(MATERIAL SUPPLIED)
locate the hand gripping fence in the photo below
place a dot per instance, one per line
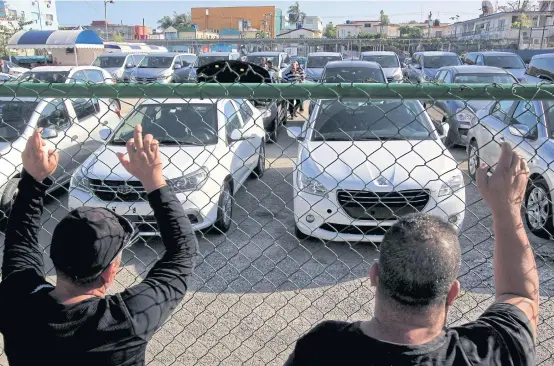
(289, 209)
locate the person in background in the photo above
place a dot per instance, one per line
(295, 74)
(76, 321)
(416, 285)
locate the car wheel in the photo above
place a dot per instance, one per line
(259, 171)
(6, 201)
(225, 209)
(473, 161)
(538, 209)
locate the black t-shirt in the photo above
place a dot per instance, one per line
(502, 336)
(98, 331)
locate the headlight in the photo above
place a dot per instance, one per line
(452, 185)
(310, 185)
(463, 115)
(190, 182)
(79, 181)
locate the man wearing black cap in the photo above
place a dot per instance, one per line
(76, 322)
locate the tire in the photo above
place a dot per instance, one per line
(259, 171)
(224, 213)
(538, 209)
(473, 161)
(299, 234)
(6, 201)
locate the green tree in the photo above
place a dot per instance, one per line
(330, 31)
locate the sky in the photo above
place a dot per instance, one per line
(132, 12)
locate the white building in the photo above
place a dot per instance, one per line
(351, 29)
(505, 26)
(41, 14)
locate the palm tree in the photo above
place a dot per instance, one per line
(295, 15)
(165, 22)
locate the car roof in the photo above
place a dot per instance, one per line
(475, 69)
(353, 63)
(325, 54)
(387, 53)
(217, 53)
(436, 53)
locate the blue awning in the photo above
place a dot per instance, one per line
(55, 39)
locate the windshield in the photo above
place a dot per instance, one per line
(386, 61)
(376, 120)
(353, 75)
(205, 60)
(156, 62)
(171, 124)
(505, 62)
(56, 77)
(436, 62)
(106, 62)
(14, 117)
(484, 79)
(319, 62)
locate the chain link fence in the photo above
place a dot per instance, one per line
(289, 206)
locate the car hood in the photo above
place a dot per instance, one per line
(151, 73)
(415, 164)
(177, 161)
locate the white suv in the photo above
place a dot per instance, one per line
(208, 148)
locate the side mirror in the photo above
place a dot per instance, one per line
(296, 133)
(49, 133)
(520, 130)
(105, 133)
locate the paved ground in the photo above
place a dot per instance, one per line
(256, 290)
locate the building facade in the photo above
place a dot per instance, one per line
(264, 18)
(40, 14)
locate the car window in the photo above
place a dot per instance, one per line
(54, 115)
(233, 119)
(95, 76)
(85, 107)
(526, 114)
(79, 77)
(502, 109)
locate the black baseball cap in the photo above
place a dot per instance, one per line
(87, 240)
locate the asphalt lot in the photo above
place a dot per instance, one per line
(256, 290)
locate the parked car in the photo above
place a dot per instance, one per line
(361, 164)
(315, 63)
(280, 60)
(390, 63)
(541, 69)
(506, 60)
(529, 127)
(424, 65)
(158, 67)
(121, 66)
(460, 114)
(70, 126)
(351, 72)
(183, 75)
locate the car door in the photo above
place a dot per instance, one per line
(239, 150)
(494, 128)
(56, 117)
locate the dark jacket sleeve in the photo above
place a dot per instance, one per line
(153, 300)
(23, 261)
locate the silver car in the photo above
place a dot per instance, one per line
(529, 127)
(390, 63)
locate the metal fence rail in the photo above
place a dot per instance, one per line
(302, 237)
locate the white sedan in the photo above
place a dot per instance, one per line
(208, 150)
(362, 164)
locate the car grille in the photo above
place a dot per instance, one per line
(118, 190)
(145, 80)
(367, 205)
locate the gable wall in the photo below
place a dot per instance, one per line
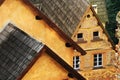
(87, 26)
(46, 68)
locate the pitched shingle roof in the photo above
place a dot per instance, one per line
(17, 50)
(66, 14)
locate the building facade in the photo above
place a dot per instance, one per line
(101, 10)
(88, 33)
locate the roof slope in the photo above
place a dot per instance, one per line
(17, 50)
(66, 14)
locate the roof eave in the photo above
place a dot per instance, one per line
(54, 27)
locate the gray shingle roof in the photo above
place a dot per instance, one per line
(66, 14)
(17, 50)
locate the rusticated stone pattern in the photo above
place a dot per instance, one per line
(17, 50)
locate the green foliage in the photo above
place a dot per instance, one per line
(113, 6)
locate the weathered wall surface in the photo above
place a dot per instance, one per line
(94, 45)
(46, 68)
(21, 15)
(101, 9)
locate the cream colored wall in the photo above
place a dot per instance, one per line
(15, 12)
(87, 26)
(46, 68)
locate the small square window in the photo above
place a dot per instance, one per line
(76, 62)
(80, 35)
(97, 60)
(95, 34)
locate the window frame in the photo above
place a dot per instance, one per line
(98, 61)
(80, 38)
(76, 62)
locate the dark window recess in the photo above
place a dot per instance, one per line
(88, 16)
(95, 34)
(67, 44)
(38, 18)
(80, 35)
(80, 38)
(97, 60)
(96, 37)
(17, 50)
(70, 75)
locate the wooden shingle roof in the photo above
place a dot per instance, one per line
(19, 51)
(66, 14)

(WHAT THIS TASK INVOLVES) Put all the lines above into a JSON list of strings, one string per line, omitting blank lines and the pictures.

(REPLY TO THE EXERCISE)
[
  "locate the hand gripping fence in the photo below",
  "place a dot per instance, one per line",
  "(289, 209)",
  "locate the person in background in the photo above",
  "place a dot per instance, one per line",
  "(295, 74)",
  "(76, 321)",
  "(416, 285)",
  "locate the car wheel in the photo above",
  "place a dot per instance, one per line",
  "(259, 171)",
  "(6, 201)",
  "(225, 209)",
  "(473, 161)",
  "(538, 209)",
  "locate the black t-shirt in the photo above",
  "place a dot per instance, one per line",
  "(502, 336)",
  "(98, 331)",
  "locate the headlight in the photo above",
  "place a dot per instance, one per line",
  "(452, 185)",
  "(310, 185)",
  "(463, 115)",
  "(190, 182)",
  "(79, 181)",
  "locate the man wearing black cap in the photo above",
  "place a dot per instance, one per line",
  "(76, 322)",
  "locate the tire in the photo above",
  "place a dot per instance, one per line",
  "(259, 171)",
  "(224, 213)",
  "(538, 209)",
  "(473, 161)",
  "(299, 234)",
  "(6, 201)",
  "locate the green tree in the photo above",
  "place a dot per instance, one per line",
  "(330, 31)",
  "locate the sky in the photo above",
  "place a dot per instance, one per line",
  "(132, 12)",
  "locate the white building in the photo above",
  "place a dot per instance, one per line",
  "(351, 29)",
  "(505, 26)",
  "(41, 14)",
  "locate the palm tree in the photo above",
  "place a dot per instance, one per line",
  "(295, 15)",
  "(165, 22)",
  "locate the car roof in the photo above",
  "place a dot per instance, one per line",
  "(475, 69)",
  "(353, 63)",
  "(325, 54)",
  "(387, 53)",
  "(217, 53)",
  "(436, 53)",
  "locate the blue awning in the photo above",
  "place a dot per instance, one per line",
  "(55, 39)",
  "locate the windshield in the photo above",
  "place a dot per instance, one per line",
  "(386, 61)",
  "(376, 120)",
  "(353, 75)",
  "(205, 60)",
  "(156, 62)",
  "(171, 124)",
  "(505, 62)",
  "(56, 77)",
  "(436, 62)",
  "(106, 62)",
  "(14, 117)",
  "(484, 79)",
  "(319, 62)",
  "locate the chain link fence in the photo above",
  "place a dot per instance, one per line",
  "(289, 206)",
  "locate the car hood in the photo above",
  "place a dot per instance, one per line",
  "(151, 73)",
  "(415, 164)",
  "(177, 161)",
  "locate the white suv in the photo above",
  "place a dot per instance, one per line",
  "(208, 148)",
  "locate the side mirror in the photo above",
  "place a dot per instance, one per line",
  "(296, 133)",
  "(49, 133)",
  "(520, 130)",
  "(105, 133)",
  "locate the paved ground in the photo above",
  "place a dot per instance, one per line",
  "(256, 290)",
  "locate the building facade in the photo above",
  "place a dot per instance, one per line",
  "(264, 18)",
  "(40, 14)",
  "locate the car window in the photo above",
  "place a dot per instance, one per line",
  "(54, 115)",
  "(233, 119)",
  "(95, 76)",
  "(85, 107)",
  "(526, 114)",
  "(79, 77)",
  "(502, 109)",
  "locate the black baseball cap in the photo above",
  "place a dot per instance, one per line",
  "(87, 240)",
  "locate the asphalt lot in the photo above",
  "place a dot per instance, one per line",
  "(256, 290)",
  "locate the parked car in the photo above",
  "place a dot per instance, one per line",
  "(361, 164)",
  "(315, 63)",
  "(280, 60)",
  "(390, 63)",
  "(541, 69)",
  "(506, 60)",
  "(529, 127)",
  "(424, 65)",
  "(158, 67)",
  "(121, 66)",
  "(460, 114)",
  "(70, 126)",
  "(351, 72)",
  "(183, 75)",
  "locate the car door in the photo above",
  "place a dot per instance, one per line",
  "(239, 150)",
  "(494, 128)",
  "(56, 117)",
  "locate the dark jacket sleeve in the photo above",
  "place a dot per instance, one per line",
  "(153, 300)",
  "(23, 261)",
  "locate the silver car in the photo above",
  "place a dot per instance, one per line",
  "(529, 127)",
  "(390, 63)",
  "locate the metal fence rail in the photo above",
  "place a dot per instance, one per line",
  "(302, 237)",
  "locate the white sedan in the photo above",
  "place a dot per instance, one per line",
  "(208, 150)",
  "(362, 164)",
  "locate the car grille in the photo above",
  "place a dot per instance, one per line",
  "(118, 190)",
  "(145, 80)",
  "(367, 205)",
  "locate the gable wall in the photo below",
  "place a dot per instance, one per line",
  "(87, 26)",
  "(46, 68)",
  "locate the pitched shingle roof in the photo above",
  "place a dot per instance, one per line",
  "(17, 50)",
  "(66, 14)",
  "locate the building facade in the photo above",
  "place a dot per instance, one per line",
  "(101, 10)",
  "(88, 33)",
  "locate the roof slope in the photo above",
  "place a dot per instance, one per line",
  "(17, 50)",
  "(66, 14)",
  "locate the roof eave in the photo above",
  "place a dot per instance, one per line",
  "(54, 27)",
  "locate the gray shingle roof in the photo above",
  "place a dot per instance, one per line",
  "(66, 14)",
  "(17, 50)",
  "locate the rusticated stone pattern in the photo above",
  "place a dot per instance, one per line",
  "(17, 50)",
  "locate the green foliage in the photo above",
  "place a dot per instance, one per line",
  "(113, 6)",
  "locate the weathered wall surface in the photo above",
  "place a dot per instance, one per line",
  "(94, 45)",
  "(46, 68)",
  "(21, 15)",
  "(101, 9)",
  "locate the cream colored wall in the photo above",
  "place a dot per instance, one per line",
  "(15, 12)",
  "(87, 26)",
  "(46, 68)",
  "locate the small square window in the photo above",
  "place a dot per instance, one per line",
  "(76, 62)",
  "(80, 35)",
  "(97, 60)",
  "(95, 34)",
  "locate the window frame in the photo above",
  "place a dot per instance, one per line",
  "(98, 61)",
  "(80, 38)",
  "(76, 62)",
  "locate the dark window recess in the photo above",
  "place a dot per instance, one per line",
  "(88, 16)",
  "(95, 34)",
  "(67, 44)",
  "(38, 18)",
  "(80, 35)",
  "(80, 38)",
  "(97, 60)",
  "(96, 37)",
  "(17, 50)",
  "(70, 75)",
  "locate the wooden shingle roof in the photo above",
  "place a dot per instance, one per line",
  "(19, 51)",
  "(66, 14)"
]